The exercise:
Recast every line of the rows below as a two-column Markdown table headed "No." and "Line", numbering the lines in order and dropping blank ones. Leave the pictures out.

Provided material:
--- Begin ---

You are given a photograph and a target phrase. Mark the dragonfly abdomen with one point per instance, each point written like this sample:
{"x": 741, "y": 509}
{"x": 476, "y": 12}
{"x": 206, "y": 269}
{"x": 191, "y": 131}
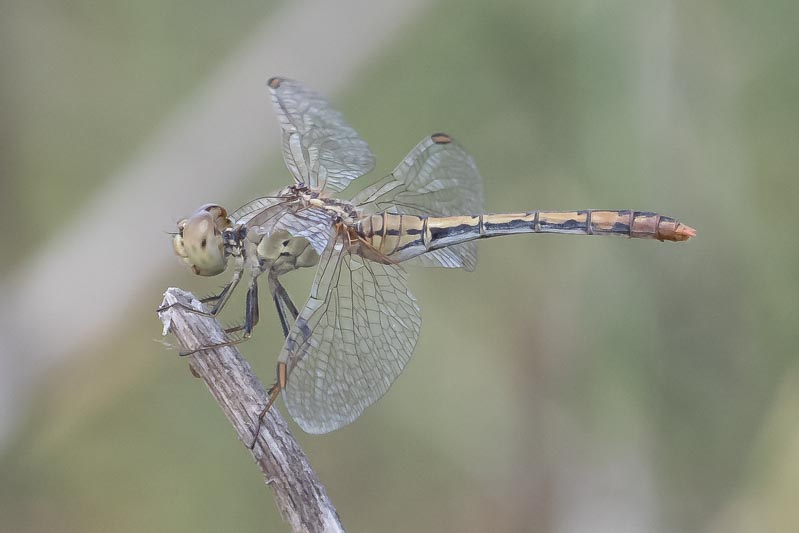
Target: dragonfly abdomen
{"x": 401, "y": 237}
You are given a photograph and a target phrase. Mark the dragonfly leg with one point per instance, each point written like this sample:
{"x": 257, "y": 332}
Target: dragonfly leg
{"x": 221, "y": 299}
{"x": 283, "y": 304}
{"x": 274, "y": 392}
{"x": 252, "y": 314}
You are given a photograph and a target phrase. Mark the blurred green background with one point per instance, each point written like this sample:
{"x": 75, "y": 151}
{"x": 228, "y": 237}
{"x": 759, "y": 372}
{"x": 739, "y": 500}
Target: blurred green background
{"x": 569, "y": 384}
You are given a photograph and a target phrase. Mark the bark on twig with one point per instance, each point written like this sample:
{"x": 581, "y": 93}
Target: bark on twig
{"x": 300, "y": 496}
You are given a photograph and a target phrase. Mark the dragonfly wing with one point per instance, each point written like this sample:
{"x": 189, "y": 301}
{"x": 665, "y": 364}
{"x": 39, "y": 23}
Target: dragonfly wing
{"x": 319, "y": 147}
{"x": 245, "y": 213}
{"x": 437, "y": 178}
{"x": 351, "y": 340}
{"x": 270, "y": 214}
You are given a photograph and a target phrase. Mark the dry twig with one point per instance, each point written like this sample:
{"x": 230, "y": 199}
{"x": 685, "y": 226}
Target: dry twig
{"x": 300, "y": 496}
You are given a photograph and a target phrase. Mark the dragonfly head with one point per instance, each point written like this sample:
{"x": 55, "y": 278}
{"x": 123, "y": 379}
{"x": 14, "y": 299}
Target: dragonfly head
{"x": 199, "y": 242}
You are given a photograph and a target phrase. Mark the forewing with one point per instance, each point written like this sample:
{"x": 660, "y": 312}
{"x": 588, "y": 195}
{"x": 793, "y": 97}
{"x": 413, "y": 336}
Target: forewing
{"x": 269, "y": 214}
{"x": 437, "y": 178}
{"x": 319, "y": 147}
{"x": 351, "y": 341}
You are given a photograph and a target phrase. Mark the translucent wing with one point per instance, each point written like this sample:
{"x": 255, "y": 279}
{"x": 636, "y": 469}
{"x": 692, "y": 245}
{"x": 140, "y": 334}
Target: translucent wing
{"x": 273, "y": 213}
{"x": 319, "y": 147}
{"x": 351, "y": 341}
{"x": 437, "y": 178}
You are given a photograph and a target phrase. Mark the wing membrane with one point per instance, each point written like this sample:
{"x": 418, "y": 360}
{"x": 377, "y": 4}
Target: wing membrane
{"x": 437, "y": 178}
{"x": 269, "y": 214}
{"x": 351, "y": 341}
{"x": 319, "y": 147}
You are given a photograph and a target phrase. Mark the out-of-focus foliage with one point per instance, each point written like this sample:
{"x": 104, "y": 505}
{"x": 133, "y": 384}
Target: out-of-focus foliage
{"x": 568, "y": 383}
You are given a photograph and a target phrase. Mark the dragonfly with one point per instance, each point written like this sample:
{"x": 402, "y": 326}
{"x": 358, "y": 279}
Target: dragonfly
{"x": 355, "y": 334}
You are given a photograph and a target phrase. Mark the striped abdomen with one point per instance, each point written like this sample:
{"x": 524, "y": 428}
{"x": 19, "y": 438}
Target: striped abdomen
{"x": 401, "y": 237}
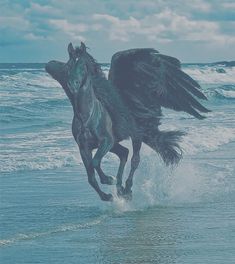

--- End ---

The response:
| No. | Line |
|---|---|
| 1 | You are given a photograph and a target phrase. Mark the dragonfly abdomen with one point per instance, each point written like this sample: |
| 2 | {"x": 741, "y": 509} |
| 3 | {"x": 476, "y": 12} |
| 4 | {"x": 206, "y": 269} |
| 5 | {"x": 191, "y": 131} |
| 6 | Target: dragonfly abdomen |
| 7 | {"x": 401, "y": 237} |
| 8 | You are given a photograph and a target phrase. Mark the dragonfly leg with one point per instance, each point written like this sample: |
| 9 | {"x": 257, "y": 332} |
| 10 | Target: dragonfly leg |
| 11 | {"x": 221, "y": 299} |
| 12 | {"x": 283, "y": 304} |
| 13 | {"x": 274, "y": 392} |
| 14 | {"x": 252, "y": 314} |
| 15 | You are given a photograph and a target phrase. Mark the blurred green background with one point per instance, each point written like this sample: |
| 16 | {"x": 75, "y": 151} |
| 17 | {"x": 228, "y": 237} |
| 18 | {"x": 759, "y": 372} |
| 19 | {"x": 739, "y": 500} |
| 20 | Target: blurred green background |
| 21 | {"x": 569, "y": 384} |
| 22 | You are given a photograph and a target phrase. Mark the bark on twig with one point per instance, each point written like this sample: |
| 23 | {"x": 581, "y": 93} |
| 24 | Target: bark on twig |
| 25 | {"x": 300, "y": 496} |
| 26 | You are given a photograph and a target phrase. Mark the dragonfly wing with one point per instance, each point written like this sample: |
| 27 | {"x": 189, "y": 301} |
| 28 | {"x": 665, "y": 364} |
| 29 | {"x": 39, "y": 23} |
| 30 | Target: dragonfly wing |
| 31 | {"x": 319, "y": 147} |
| 32 | {"x": 245, "y": 213} |
| 33 | {"x": 437, "y": 178} |
| 34 | {"x": 351, "y": 340} |
| 35 | {"x": 270, "y": 214} |
| 36 | You are given a photograph and a target phrase. Mark the dry twig with one point per instance, each point written like this sample: |
| 37 | {"x": 230, "y": 199} |
| 38 | {"x": 685, "y": 226} |
| 39 | Target: dry twig |
| 40 | {"x": 300, "y": 496} |
| 41 | You are given a photograph and a target phrase. Mark the dragonfly head with one point per instance, each point written like this sample: |
| 42 | {"x": 55, "y": 278} |
| 43 | {"x": 123, "y": 379} |
| 44 | {"x": 14, "y": 299} |
| 45 | Target: dragonfly head |
| 46 | {"x": 199, "y": 242} |
| 47 | You are given a photograph and a target phrase. Mark the forewing with one point per instance, each point written like this sample: |
| 48 | {"x": 660, "y": 312} |
| 49 | {"x": 588, "y": 195} |
| 50 | {"x": 793, "y": 97} |
| 51 | {"x": 413, "y": 336} |
| 52 | Target: forewing |
| 53 | {"x": 269, "y": 214} |
| 54 | {"x": 437, "y": 178} |
| 55 | {"x": 319, "y": 147} |
| 56 | {"x": 351, "y": 341} |
| 57 | You are given a photograph and a target phrase. Mark the translucent wing with one point per instance, each point written like this sample: |
| 58 | {"x": 255, "y": 279} |
| 59 | {"x": 636, "y": 469} |
| 60 | {"x": 692, "y": 245} |
| 61 | {"x": 140, "y": 334} |
| 62 | Target: translucent wing |
| 63 | {"x": 273, "y": 213} |
| 64 | {"x": 319, "y": 147} |
| 65 | {"x": 351, "y": 341} |
| 66 | {"x": 437, "y": 178} |
| 67 | You are given a photograph and a target phrase. Mark the wing membrane with one point per instance, each point written like this sample: |
| 68 | {"x": 418, "y": 360} |
| 69 | {"x": 377, "y": 4} |
| 70 | Target: wing membrane |
| 71 | {"x": 437, "y": 178} |
| 72 | {"x": 269, "y": 214} |
| 73 | {"x": 351, "y": 341} |
| 74 | {"x": 319, "y": 147} |
| 75 | You are given a photograph and a target phrase. Mark the out-of-focus foliage with one point per instance, each point written like this sample: |
| 76 | {"x": 104, "y": 505} |
| 77 | {"x": 133, "y": 384} |
| 78 | Target: out-of-focus foliage |
| 79 | {"x": 568, "y": 383} |
| 80 | You are given a photograph and a target phrase. Mark the dragonfly with one point per instance, each point written like this sample: |
| 81 | {"x": 402, "y": 326} |
| 82 | {"x": 358, "y": 279} |
| 83 | Target: dragonfly |
| 84 | {"x": 355, "y": 334} |
| 85 | You are given a photograph and a target phrase. Mark the striped abdomen with one point per instance, each point written like this sample: |
| 86 | {"x": 524, "y": 428} |
| 87 | {"x": 19, "y": 438} |
| 88 | Target: striped abdomen |
| 89 | {"x": 401, "y": 237} |